Short exercise:
Starting at the line containing "locate blue sky -- one point per instance" and ending at the final line of the listing, reproduce every line without omission, and increase each coordinate value in the answer points by 100.

Given records:
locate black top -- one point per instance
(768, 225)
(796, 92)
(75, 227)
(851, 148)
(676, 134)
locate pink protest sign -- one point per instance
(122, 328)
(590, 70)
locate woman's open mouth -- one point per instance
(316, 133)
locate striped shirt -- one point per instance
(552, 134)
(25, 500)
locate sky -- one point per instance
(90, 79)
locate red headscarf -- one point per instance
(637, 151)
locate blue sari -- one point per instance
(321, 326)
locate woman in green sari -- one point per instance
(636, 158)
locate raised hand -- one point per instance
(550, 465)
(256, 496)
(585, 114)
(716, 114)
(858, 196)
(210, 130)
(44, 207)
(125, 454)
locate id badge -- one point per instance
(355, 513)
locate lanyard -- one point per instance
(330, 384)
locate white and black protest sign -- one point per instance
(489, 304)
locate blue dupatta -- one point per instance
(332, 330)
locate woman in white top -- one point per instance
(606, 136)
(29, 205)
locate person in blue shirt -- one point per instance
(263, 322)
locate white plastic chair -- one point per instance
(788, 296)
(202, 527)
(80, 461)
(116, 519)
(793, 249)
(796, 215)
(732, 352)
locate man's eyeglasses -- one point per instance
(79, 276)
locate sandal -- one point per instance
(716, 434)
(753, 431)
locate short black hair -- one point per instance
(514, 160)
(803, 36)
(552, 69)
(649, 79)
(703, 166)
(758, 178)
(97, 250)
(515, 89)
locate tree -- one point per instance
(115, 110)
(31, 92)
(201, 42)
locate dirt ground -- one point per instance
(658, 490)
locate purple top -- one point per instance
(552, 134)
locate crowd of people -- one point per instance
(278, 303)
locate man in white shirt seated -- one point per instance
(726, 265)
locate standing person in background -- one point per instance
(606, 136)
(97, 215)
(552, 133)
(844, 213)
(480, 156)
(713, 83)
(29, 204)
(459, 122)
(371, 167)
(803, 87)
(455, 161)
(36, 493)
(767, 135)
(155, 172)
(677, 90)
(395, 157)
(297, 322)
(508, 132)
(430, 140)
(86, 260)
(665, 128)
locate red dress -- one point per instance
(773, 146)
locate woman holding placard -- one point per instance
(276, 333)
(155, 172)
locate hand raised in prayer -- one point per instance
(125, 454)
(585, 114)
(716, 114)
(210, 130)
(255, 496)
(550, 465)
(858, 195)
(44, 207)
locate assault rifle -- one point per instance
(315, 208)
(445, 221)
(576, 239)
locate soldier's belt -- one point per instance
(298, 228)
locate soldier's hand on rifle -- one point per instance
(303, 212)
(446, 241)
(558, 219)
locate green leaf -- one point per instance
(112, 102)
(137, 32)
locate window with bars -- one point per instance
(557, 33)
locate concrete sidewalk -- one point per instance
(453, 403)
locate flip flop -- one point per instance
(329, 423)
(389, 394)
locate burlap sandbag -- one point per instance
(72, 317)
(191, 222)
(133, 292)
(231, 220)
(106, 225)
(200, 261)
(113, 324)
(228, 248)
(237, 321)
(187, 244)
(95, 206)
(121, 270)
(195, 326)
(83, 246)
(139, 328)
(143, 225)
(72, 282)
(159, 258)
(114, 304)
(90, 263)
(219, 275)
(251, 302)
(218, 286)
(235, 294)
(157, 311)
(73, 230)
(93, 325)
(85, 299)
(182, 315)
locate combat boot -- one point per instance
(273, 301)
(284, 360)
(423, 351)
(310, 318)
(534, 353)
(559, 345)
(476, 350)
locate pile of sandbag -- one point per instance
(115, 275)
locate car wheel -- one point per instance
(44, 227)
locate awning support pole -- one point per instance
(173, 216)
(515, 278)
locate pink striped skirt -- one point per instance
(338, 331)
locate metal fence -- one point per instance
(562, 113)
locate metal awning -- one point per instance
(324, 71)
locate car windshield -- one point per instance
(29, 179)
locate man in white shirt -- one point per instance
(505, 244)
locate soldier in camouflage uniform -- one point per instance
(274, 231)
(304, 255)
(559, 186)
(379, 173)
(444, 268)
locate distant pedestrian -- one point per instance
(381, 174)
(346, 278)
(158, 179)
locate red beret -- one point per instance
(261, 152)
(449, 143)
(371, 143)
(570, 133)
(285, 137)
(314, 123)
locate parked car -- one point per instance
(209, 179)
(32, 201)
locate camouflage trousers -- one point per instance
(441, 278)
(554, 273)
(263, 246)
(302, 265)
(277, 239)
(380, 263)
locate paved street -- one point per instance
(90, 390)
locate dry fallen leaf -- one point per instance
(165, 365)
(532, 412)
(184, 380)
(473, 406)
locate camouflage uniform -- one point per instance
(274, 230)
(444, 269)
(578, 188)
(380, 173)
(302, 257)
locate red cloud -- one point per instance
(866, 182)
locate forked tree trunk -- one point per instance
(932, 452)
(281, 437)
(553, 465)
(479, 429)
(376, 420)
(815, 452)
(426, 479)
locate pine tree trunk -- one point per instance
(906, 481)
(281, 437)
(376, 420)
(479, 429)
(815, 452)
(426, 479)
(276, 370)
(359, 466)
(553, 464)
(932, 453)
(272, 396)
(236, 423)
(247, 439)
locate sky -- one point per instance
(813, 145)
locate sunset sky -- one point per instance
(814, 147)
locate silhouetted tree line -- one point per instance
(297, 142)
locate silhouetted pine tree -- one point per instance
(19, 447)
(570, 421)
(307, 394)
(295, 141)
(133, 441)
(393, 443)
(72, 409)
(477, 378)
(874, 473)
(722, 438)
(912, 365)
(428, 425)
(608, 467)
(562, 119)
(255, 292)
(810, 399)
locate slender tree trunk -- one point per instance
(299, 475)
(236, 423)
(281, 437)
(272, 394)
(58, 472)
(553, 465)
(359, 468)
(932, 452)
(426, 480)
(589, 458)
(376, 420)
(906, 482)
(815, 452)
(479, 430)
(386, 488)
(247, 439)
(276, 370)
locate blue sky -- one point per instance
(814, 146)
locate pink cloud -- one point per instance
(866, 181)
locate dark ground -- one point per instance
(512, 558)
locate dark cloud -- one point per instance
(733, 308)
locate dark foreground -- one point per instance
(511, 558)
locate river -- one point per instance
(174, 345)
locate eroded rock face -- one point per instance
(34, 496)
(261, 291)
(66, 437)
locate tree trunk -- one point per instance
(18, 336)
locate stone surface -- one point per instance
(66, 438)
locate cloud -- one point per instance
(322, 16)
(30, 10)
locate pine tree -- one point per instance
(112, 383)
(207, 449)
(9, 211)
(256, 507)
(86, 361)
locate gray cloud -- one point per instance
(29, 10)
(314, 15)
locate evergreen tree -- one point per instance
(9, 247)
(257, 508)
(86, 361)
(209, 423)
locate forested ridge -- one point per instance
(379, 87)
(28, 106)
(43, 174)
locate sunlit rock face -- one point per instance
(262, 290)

Expected answer:
locate blue sky -- one point per instance
(914, 246)
locate pink cloud -- one point per instance
(966, 281)
locate dark ground -- one point per instance
(612, 658)
locate dark cloud -- one point per instance
(833, 408)
locate dark foreground -- one point per instance
(611, 658)
locate river -- one point per instance
(274, 445)
locate eroded rock face -- one point per instance
(134, 596)
(361, 391)
(166, 537)
locate tree trunk -- one point per instance
(118, 436)
locate stone surface -- one point per instance
(166, 538)
locate cloud -- one point per instance
(422, 116)
(130, 110)
locate pine tree -- one point per instance
(212, 483)
(307, 549)
(109, 311)
(356, 607)
(186, 461)
locate gray cloud -- one point per instance
(129, 110)
(414, 115)
locate evergreen tree -- one point per instance
(109, 347)
(357, 608)
(186, 461)
(309, 523)
locate forested ridge -- one point per instance
(479, 187)
(128, 206)
(143, 274)
locate sunlit rock face -- one point per instance
(362, 390)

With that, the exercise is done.